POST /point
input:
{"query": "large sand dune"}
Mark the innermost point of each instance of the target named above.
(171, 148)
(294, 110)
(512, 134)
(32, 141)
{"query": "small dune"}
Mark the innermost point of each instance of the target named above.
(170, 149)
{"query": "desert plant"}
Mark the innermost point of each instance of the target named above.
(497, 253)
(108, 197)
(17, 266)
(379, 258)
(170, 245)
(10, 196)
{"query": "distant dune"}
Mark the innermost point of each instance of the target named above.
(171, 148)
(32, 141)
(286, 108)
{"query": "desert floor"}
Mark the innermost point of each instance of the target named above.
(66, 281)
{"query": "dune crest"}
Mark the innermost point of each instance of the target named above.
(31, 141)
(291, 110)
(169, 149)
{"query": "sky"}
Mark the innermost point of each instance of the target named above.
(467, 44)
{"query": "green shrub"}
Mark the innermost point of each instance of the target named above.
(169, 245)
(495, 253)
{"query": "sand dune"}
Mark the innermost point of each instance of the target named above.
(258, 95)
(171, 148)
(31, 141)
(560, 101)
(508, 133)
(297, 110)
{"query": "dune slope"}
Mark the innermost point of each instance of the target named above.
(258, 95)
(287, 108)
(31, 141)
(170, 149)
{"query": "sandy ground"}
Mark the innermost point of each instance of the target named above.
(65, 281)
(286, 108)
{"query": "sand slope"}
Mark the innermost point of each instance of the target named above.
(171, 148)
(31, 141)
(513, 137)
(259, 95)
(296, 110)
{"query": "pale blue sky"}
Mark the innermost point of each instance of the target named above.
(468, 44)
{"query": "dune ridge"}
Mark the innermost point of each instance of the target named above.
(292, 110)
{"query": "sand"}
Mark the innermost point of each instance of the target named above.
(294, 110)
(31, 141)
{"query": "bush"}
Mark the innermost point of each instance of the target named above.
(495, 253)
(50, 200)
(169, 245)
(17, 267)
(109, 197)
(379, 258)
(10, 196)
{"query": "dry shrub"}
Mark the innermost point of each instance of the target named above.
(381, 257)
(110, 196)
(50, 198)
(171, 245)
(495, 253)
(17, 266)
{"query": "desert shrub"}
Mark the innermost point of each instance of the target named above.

------------

* **What is asked**
Copy out the whole listing exactly; please set it all down.

* **Exercise response**
POST /point
input:
{"query": "large sand dune"}
Mark the innermost point of each instance of the target named above.
(171, 148)
(294, 110)
(512, 134)
(32, 141)
{"query": "small dune"}
Mark the innermost point of each instance of the target named above.
(170, 149)
{"query": "desert plant"}
Mark the innermost point of each instance of the target named above.
(497, 253)
(108, 197)
(17, 266)
(379, 258)
(170, 245)
(10, 196)
{"query": "distant dune"}
Mark the innermost point of each instance of the target named above.
(171, 148)
(32, 141)
(286, 108)
{"query": "desert floor"}
Mark the innermost point of each instance of the target named above.
(66, 281)
{"query": "dune crest"}
Mark the innermost point of each instance of the target named above.
(31, 141)
(291, 110)
(169, 149)
{"query": "sky"}
Mark the innermost point of each instance of the target named above.
(467, 44)
{"query": "green shrub"}
Mark the innermost point of each instance of the target named above.
(169, 245)
(495, 253)
{"query": "sand dune"}
Mark the innermost point of each instance of the target named above.
(258, 95)
(171, 148)
(31, 141)
(560, 101)
(508, 133)
(297, 110)
{"query": "dune slope"}
Mark the innermost point of each instance of the target named above.
(258, 95)
(287, 108)
(31, 141)
(170, 149)
{"query": "sandy ground"}
Mark the innermost point of each instance of the target named above.
(65, 281)
(286, 108)
{"query": "sand slope"}
Mark the innermost point of each instance of the target named above.
(171, 148)
(31, 141)
(513, 137)
(259, 95)
(296, 110)
{"query": "pale blue sky"}
Mark the innermost point of each instance of the target named above.
(468, 44)
{"query": "dune ridge"}
Mark the innermost point of each instance of the target named above.
(292, 110)
{"query": "sand"}
Mark the innermost point of each instance of the target named above.
(294, 110)
(31, 141)
{"query": "bush"}
Mark the innermost point of each instance of the target named above.
(495, 253)
(50, 200)
(169, 245)
(17, 267)
(109, 197)
(379, 258)
(10, 196)
{"query": "dry shrub"}
Mark the innermost point of each instance of the target named above.
(381, 257)
(110, 196)
(50, 198)
(171, 245)
(495, 253)
(17, 266)
{"query": "desert shrub"}
Mark the innermost point of each instance of the target named above.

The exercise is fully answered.